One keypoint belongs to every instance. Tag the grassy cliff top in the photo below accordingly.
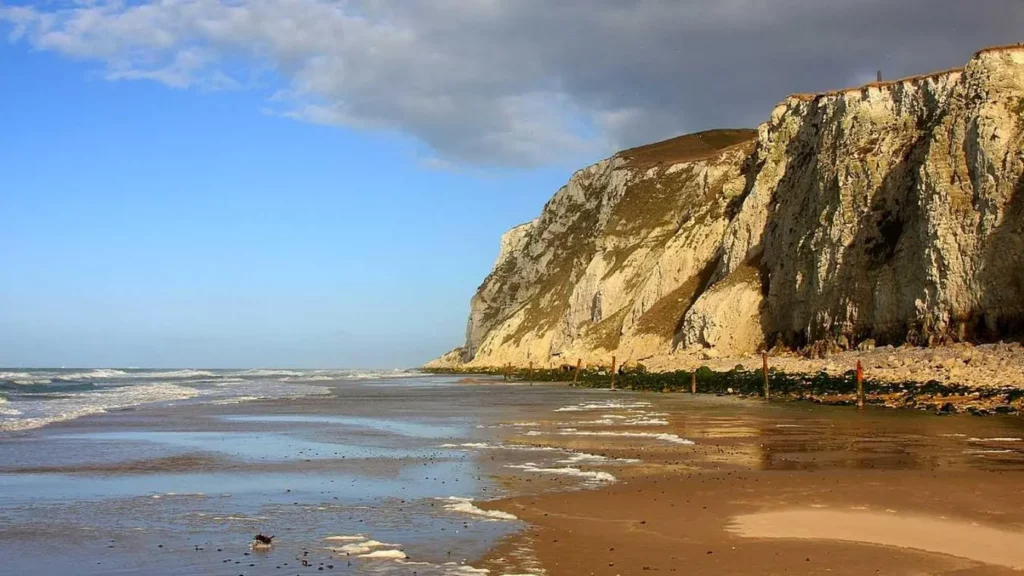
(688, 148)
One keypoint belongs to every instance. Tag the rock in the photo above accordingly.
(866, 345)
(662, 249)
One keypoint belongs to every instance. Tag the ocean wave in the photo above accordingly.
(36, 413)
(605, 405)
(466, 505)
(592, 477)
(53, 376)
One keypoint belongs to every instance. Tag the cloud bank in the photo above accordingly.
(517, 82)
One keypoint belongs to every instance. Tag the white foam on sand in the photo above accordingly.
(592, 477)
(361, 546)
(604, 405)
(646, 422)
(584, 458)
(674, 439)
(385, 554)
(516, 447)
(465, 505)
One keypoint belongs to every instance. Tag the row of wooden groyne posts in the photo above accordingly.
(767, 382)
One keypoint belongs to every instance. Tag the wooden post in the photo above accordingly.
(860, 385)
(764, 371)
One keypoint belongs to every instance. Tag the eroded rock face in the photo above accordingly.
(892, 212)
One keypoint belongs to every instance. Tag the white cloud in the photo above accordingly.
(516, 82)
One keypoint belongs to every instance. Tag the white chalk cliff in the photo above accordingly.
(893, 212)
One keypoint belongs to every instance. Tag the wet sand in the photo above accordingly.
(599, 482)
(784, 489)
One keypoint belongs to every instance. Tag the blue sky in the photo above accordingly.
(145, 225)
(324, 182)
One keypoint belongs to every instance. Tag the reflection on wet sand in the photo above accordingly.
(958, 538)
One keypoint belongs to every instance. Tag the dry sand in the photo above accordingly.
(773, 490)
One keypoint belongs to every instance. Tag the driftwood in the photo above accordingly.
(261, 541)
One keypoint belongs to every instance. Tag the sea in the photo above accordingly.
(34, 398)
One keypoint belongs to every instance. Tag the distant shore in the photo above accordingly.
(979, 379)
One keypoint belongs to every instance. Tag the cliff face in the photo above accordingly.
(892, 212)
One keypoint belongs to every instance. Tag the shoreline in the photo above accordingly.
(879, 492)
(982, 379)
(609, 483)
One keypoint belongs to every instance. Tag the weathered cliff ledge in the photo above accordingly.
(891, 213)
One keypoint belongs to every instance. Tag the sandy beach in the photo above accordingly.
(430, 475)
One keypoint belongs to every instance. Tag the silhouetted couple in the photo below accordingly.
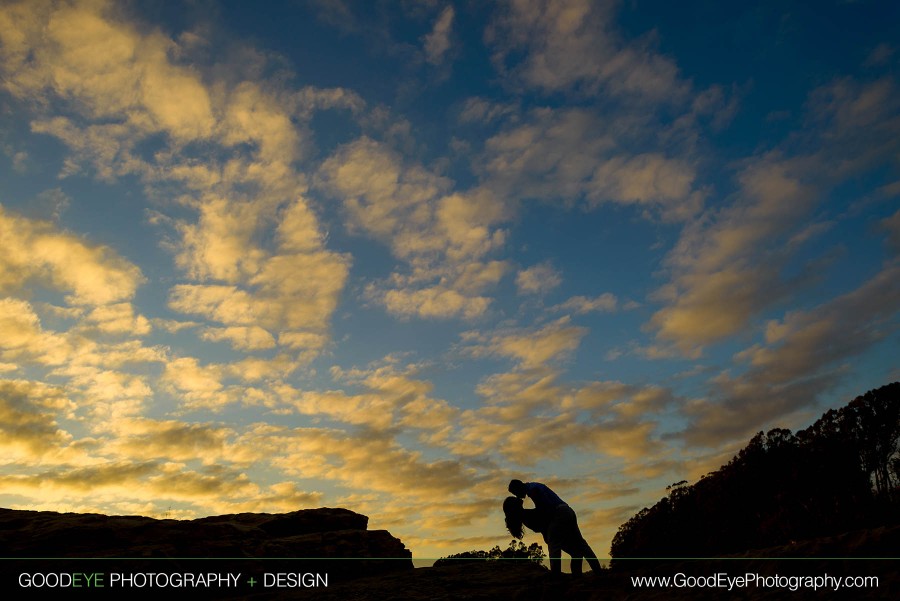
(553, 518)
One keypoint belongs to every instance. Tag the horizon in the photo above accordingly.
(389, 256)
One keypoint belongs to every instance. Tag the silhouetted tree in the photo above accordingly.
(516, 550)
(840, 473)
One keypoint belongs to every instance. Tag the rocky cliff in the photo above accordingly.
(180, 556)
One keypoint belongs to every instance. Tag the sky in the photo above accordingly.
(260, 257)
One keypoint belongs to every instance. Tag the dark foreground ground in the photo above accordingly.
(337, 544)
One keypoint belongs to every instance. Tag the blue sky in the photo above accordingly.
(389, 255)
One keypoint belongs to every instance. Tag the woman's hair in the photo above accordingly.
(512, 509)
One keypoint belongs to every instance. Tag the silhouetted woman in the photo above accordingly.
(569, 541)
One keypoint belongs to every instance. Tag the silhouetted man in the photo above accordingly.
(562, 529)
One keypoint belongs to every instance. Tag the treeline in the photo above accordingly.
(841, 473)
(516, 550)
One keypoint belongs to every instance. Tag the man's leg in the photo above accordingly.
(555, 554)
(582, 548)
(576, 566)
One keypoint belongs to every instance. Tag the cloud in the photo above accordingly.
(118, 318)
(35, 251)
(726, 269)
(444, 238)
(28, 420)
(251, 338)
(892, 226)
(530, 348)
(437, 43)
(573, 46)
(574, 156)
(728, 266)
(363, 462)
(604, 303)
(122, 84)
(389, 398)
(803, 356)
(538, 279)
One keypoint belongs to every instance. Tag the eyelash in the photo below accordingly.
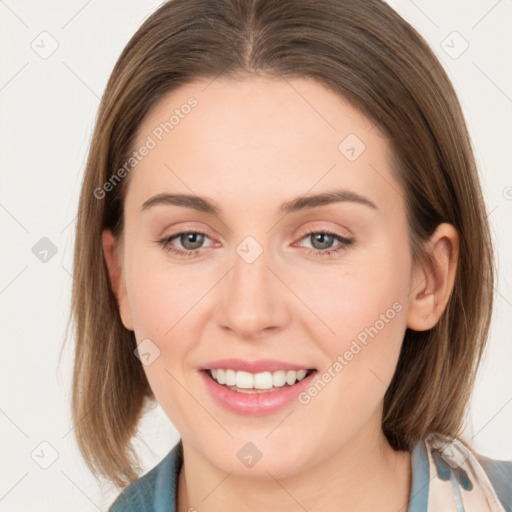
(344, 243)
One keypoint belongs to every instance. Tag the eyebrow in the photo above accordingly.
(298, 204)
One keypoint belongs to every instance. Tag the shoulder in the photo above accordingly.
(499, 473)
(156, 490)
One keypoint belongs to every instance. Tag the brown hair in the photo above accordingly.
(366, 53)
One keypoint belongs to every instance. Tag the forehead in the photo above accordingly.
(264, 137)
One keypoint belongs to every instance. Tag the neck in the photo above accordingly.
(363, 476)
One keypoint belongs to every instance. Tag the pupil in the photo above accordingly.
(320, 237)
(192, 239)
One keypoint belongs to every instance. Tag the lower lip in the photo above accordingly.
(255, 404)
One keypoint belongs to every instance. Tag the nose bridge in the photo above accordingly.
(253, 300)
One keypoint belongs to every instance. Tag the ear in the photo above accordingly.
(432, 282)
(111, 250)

▸ **Exercise directions**: Print every record above exactly as written, leaving out the pictures.

▸ **Solution for this task**:
One keypoint belongs to every instance. Tag the grassy cliff top in the photo below accordingly.
(688, 148)
One keypoint belongs to every instance. Tag the rock in the photo above accordingly.
(866, 345)
(662, 249)
One keypoint belongs to every instance. Tag the ocean wave in the photo above accordingly.
(36, 413)
(605, 405)
(466, 505)
(592, 477)
(53, 376)
One keypoint belongs to every instance. Tag the cloud bank in the photo above accordingly.
(517, 82)
One keypoint belongs to every instance. Tag the white foam on sand in the photo above accordingly.
(592, 477)
(361, 546)
(604, 405)
(646, 422)
(584, 458)
(674, 439)
(385, 554)
(516, 447)
(465, 505)
One keypoint belongs to every instance. Tag the row of wooden groyne posts in the photo above accordingly.
(767, 382)
One keypoint belongs to every instance. Tag the wooden post in the photo above accordingly.
(860, 385)
(764, 371)
One keypoint belongs to every instance. Tag the eroded rock face in the photo above accordingly.
(892, 212)
One keypoint belongs to every instance. Tag the white cloud in the photo above accordingly.
(516, 82)
One keypoint belongs to every instance. Tag the white chalk cliff in the photo above accordingly.
(893, 212)
One keypoint belongs to every instance. Tag the wet sand in the photo above accordingly.
(599, 482)
(784, 489)
One keypoint belongs to every instance. Tag the blue sky in the photo above accordingly.
(145, 225)
(324, 182)
One keypoint belongs to every instance. Tag the reflection on wet sand in the photo above accordingly.
(958, 538)
One keypoint belongs to every instance. Tag the dry sand in the photo above accordingly.
(773, 490)
One keypoint belongs to every instance. Tag the driftwood in the photo above accordingly.
(261, 541)
One keypoint belongs to every instance. Tag the sea in the photo above accordingly.
(34, 398)
One keypoint belongs to every instance. Tag the distant shore in the photo above accordingly.
(979, 379)
One keypoint belongs to every instance. Tag the cliff face in the photo above accordingly.
(892, 212)
One keypoint belongs to every instance. Tag the shoreline in the photo above accordingly.
(879, 492)
(982, 379)
(609, 483)
One keypoint belongs to every instance. Tag the weathered cliff ledge in the photo above accordingly.
(891, 213)
One keypoint belongs to every instance. Tag the sandy beach in the photo above accordingly.
(430, 475)
One keypoint belongs to every instance. Tag the silhouetted couple in the photo below accordingly.
(553, 518)
One keypoint belongs to every instance. Tag the horizon in the photo above accordingly.
(389, 256)
One keypoint belongs to every instance. Tag the silhouetted tree in the photo above accordingly.
(516, 550)
(840, 473)
One keypoint belongs to every instance. Tag the rocky cliff in the photo above accordingly.
(180, 556)
One keypoint belongs to every instance. Tag the sky in the photo above accordingly.
(260, 257)
One keypoint belongs to every instance. Tag the dark foreground ground in the photo above accordingly.
(337, 544)
One keypoint belongs to every instance. Tag the blue sky in the photo above accordingly.
(389, 255)
One keypoint belongs to every instance. Tag the woman's hair in the photo above accordingly.
(512, 509)
One keypoint belongs to every instance. Tag the silhouetted woman in the photo above accordingly.
(569, 541)
One keypoint belongs to every instance. Tag the silhouetted man in the photo above accordingly.
(562, 529)
One keypoint belongs to every instance. Tag the treeline in the photo above accordingly.
(841, 473)
(516, 550)
One keypoint belongs to every instance. Tag the man's leg in the photo above accordingly.
(555, 554)
(582, 548)
(576, 566)
One keypoint belongs to every instance. Tag the cloud in the photo above accordingly.
(118, 318)
(35, 251)
(726, 269)
(444, 238)
(28, 420)
(251, 338)
(892, 226)
(530, 348)
(437, 43)
(573, 46)
(574, 156)
(728, 266)
(363, 462)
(604, 303)
(122, 84)
(389, 398)
(803, 356)
(538, 279)
One keypoint belongs to every instance. Tag the eyelash in the photo below accordingly.
(344, 243)
One keypoint belongs to every instance. Tag the eyebrow in the photo above accordingly.
(298, 204)
One keypoint belongs to every instance. Tag the shoulder in the photo above accordingly.
(499, 473)
(156, 490)
One keypoint belongs to every instance. Tag the brown hair in the photo above accordingly.
(366, 53)
One keypoint belongs to every instance. Tag the forehead in the photo above accordingly.
(264, 137)
One keypoint belongs to every instance. Tag the neck in the photo above accordingly.
(363, 476)
One keypoint belongs to every instance. Tag the pupil in the photo above accordingly.
(320, 237)
(192, 239)
One keypoint belongs to every instance. Tag the lower lip in the photo above accordingly.
(255, 404)
One keypoint belongs to every instance. Tag the nose bridge in the photo above accordingly.
(253, 300)
One keypoint belongs to every instance. Tag the ear in the photo above accordingly.
(432, 282)
(111, 250)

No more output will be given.